-- DATA follows --

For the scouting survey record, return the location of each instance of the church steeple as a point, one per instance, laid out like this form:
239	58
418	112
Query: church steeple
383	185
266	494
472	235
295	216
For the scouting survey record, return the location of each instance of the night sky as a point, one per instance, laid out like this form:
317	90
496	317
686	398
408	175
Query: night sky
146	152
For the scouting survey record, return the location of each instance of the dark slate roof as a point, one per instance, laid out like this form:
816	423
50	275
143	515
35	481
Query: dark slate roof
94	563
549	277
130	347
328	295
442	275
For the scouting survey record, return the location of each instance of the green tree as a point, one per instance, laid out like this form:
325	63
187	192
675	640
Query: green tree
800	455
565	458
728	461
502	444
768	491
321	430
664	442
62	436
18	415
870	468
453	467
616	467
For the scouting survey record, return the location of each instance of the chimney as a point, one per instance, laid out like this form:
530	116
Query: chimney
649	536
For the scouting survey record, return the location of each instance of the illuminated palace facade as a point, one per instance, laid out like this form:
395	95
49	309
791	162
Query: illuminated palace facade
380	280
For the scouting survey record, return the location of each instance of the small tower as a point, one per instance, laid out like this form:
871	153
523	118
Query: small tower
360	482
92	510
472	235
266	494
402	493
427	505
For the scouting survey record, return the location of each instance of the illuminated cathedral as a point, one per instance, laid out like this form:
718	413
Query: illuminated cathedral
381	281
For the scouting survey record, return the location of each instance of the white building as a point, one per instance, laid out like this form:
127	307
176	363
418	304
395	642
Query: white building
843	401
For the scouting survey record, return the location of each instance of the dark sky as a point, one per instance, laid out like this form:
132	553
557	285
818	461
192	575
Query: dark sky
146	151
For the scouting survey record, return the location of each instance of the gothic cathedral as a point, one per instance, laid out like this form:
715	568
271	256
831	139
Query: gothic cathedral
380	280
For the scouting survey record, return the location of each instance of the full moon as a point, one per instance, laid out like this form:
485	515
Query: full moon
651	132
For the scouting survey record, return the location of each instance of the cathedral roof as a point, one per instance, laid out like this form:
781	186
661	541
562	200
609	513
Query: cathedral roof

-- DATA concluded --

WORK REQUIRED: Would you reproduce the whole listing above, word for word?

EXPECTED ANSWER:
For the scouting survey record, return the location of each instance of the church steeple as a point, one per instance, laid out like this form:
239	58
418	112
Query: church steeple
383	185
266	494
472	235
295	216
For the scouting survey record, return the location of each instance of the night sky as a point, one per instance, laid out like this form:
317	90
496	317
686	398
408	175
Query: night sky
146	152
For the scouting survey record, return the location of each instance of the dark slate roof as a point, one per instance, laid out like this form:
816	423
50	275
143	515
35	481
Query: dark slate roof
94	563
549	277
130	347
328	295
442	275
For the scouting survey record, return the location of each instance of the green tree as a point, one per instance, laid out like this form:
325	63
187	192
675	640
Query: green tree
800	455
565	458
728	461
502	444
768	491
321	430
664	442
62	436
18	415
870	468
453	467
616	467
For the scouting survey record, return the location of each instance of the chimney as a point, one per instance, laid out like this form:
530	116
Query: chimney
649	536
For the scouting survey record, return the location of each instance of the illuminated palace facade as a point, one per instance, laid out like this form:
395	95
49	309
791	162
Query: illuminated palace facade
380	280
For the scouting survey record, return the location of each instance of the small tower as a point, one per instance, laid out like this form:
871	153
523	118
Query: small tower
360	482
92	510
472	235
266	494
402	493
427	505
For the scouting survey record, return the location of each instance of the illuminated cathedral as a point, one per instance, laid out like this form:
718	413
Query: illuminated cathedral
381	281
For the scouting survey record, return the location of each instance of the white building as a point, one per instance, laid out like this form:
127	307
176	363
418	304
395	642
Query: white building
843	401
For the scouting survey record, return the location of each instance of the dark sky as a point, one per instance, laid out like this form:
132	553
557	285
818	461
192	575
Query: dark sky
146	151
For the scouting survey record, return the location of each instance of the gothic cathedral as a point, one per instance, laid out like this form:
715	568
271	256
831	139
Query: gothic cathedral
380	280
For the scouting survey record, return the location of each instance of the full moon as a point, one per instance, laid out like this form:
485	515
Query: full moon
651	132
For the scouting survey record, return the location of each instance of the cathedral roof as a point, one per instance, laid out like this form:
781	186
661	541
562	200
609	513
Query: cathedral roof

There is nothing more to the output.